Das erste Theater entstand aus dem umgebauten des Stadtgefängnis und es wurden auch, wie das Beispiel des „Lumpazivagabundus“ zeigt, viele Stücke bereits kurze Zeit nach der Premiere in Wien, in St. Pölten herausgebracht. Es wurden früh auch bereits Bälle im Theater veranstaltet, um die Einnahmen der Aktiengesellschaft zu heben. Dennoch: in der Saison 1847/48 wurde das Theater an die Stadt verkauft.

Der Wandel durch mehr Sicherheit für das Publikum

Nach dem verheerenden Brand 1881 im Ringtheater in Wien mit mindestens 385 Toten musste auch das Stadttheater in St. Pölten geschlossen werden, führt Thomas Pulle, Leiter des Stadtmuseums, aus: „Das St. Pöltener Theater musste schließen, weil es diese nun erhöhten Sicherheitsanforderungen nicht erfüllen konnte. Erst 1886 konnte dann langsam wieder mit einem Theaterbetrieb begonnen werden und 1896 hat man schließlich ein vollkommen neues Theater gebaut.“

Ab dann wurden alle Sparten bedient: Oper, Operette, Lustspiel, klassische Tragödien. Gerade in Kriegszeiten – das verdeutlichen unter anderem die gesammelten Theaterzettel aus dem Jahr 1917/18 – war das Bedürfnis nach Zerstreuung besonders groß. Viele Talente durften im Theater in St. Pölten ihre ersten Erfahrungen sammeln. „Eines davon war Peter Minnich, der zuerst als reiner Sprechtheater-Schauspieler engagiert wurde und Shakespeare-Rollen verkörpert hat. Erst nach einem Jahr wurde entdeckt, dass er eine sehr schöne Singstimme hat und es wurden ihm Gesangsstunden in Wien bezahlt. Das war der Beginn einer ganz großen Operetten-Karriere“, sagt Thomas Pulle schmunzelnd.

Einträge —
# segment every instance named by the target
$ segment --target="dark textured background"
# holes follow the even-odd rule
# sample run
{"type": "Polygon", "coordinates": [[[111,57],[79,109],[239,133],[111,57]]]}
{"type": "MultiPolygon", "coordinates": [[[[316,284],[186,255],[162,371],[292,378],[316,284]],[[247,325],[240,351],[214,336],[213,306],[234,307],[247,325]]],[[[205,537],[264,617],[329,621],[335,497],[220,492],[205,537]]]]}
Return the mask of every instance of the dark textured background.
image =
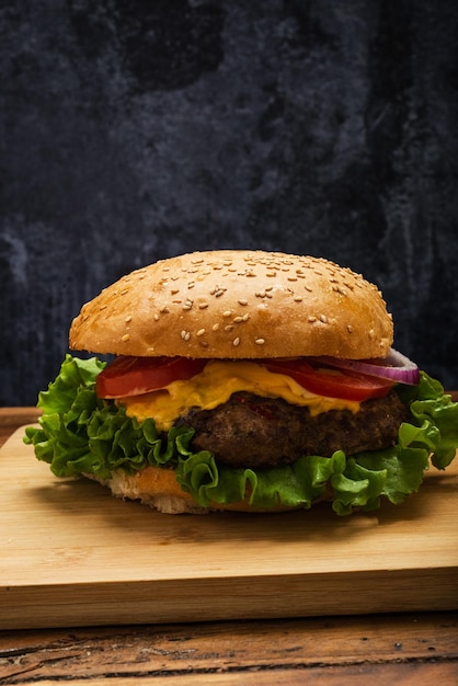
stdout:
{"type": "Polygon", "coordinates": [[[81,304],[194,249],[323,255],[458,388],[458,3],[0,2],[0,404],[81,304]]]}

Aufgaben —
A. Gib aus dem Text zur Geschichte des Theaters in St. Pölten den Abschnitt wortgetreu wieder, der mit den Worten „Ab dann wurden“ einsetzt und mit „Thomas Pulle schmunzelnd.“ schließt.
B. Führe den Text über das St. Pöltener Theater nach seinem letzten Satz weiter.

Lösungen —
A.
Ab dann wurden alle Sparten bedient: Oper, Operette, Lustspiel, klassische Tragödien. Gerade in Kriegszeiten – das verdeutlichen unter anderem die gesammelten Theaterzettel aus dem Jahr 1917/18 – war das Bedürfnis nach Zerstreuung besonders groß. Viele Talente durften im Theater in St. Pölten ihre ersten Erfahrungen sammeln. „Eines davon war Peter Minnich, der zuerst als reiner Sprechtheater-Schauspieler engagiert wurde und Shakespeare-Rollen verkörpert hat. Erst nach einem Jahr wurde entdeckt, dass er eine sehr schöne Singstimme hat und es wurden ihm Gesangsstunden in Wien bezahlt. Das war der Beginn einer ganz großen Operetten-Karriere“, sagt Thomas Pulle schmunzelnd.

B.
Das heutige Aussehen – mit der Erweiterung eines zweiten Stockwerkes – erhielt das Theater erst 1969. Mit jedem Umbau wurde mit zunehmender Beachtung der Sicherheit der Gäste die Anzahl der Sitzplätze reduziert. Angefangen wurde einst mit etwa 500, derzeit liegt das Haus im großen Saal bei 357 Sitzen. Jetzt, Pandemie-bedingt, ist die Bestuhlung wegen der Abstandsregeln auf unter 200 Besucher ausgelegt. „Wir kommen wieder“ prangt ein Schild, selbstbewusst und optimistisch derzeit auf der Fassade des Landestheaters. Viele aktuelle und preisgekrönte Produktionen werden derzeit via Internet-Stream dem Publikum angeboten.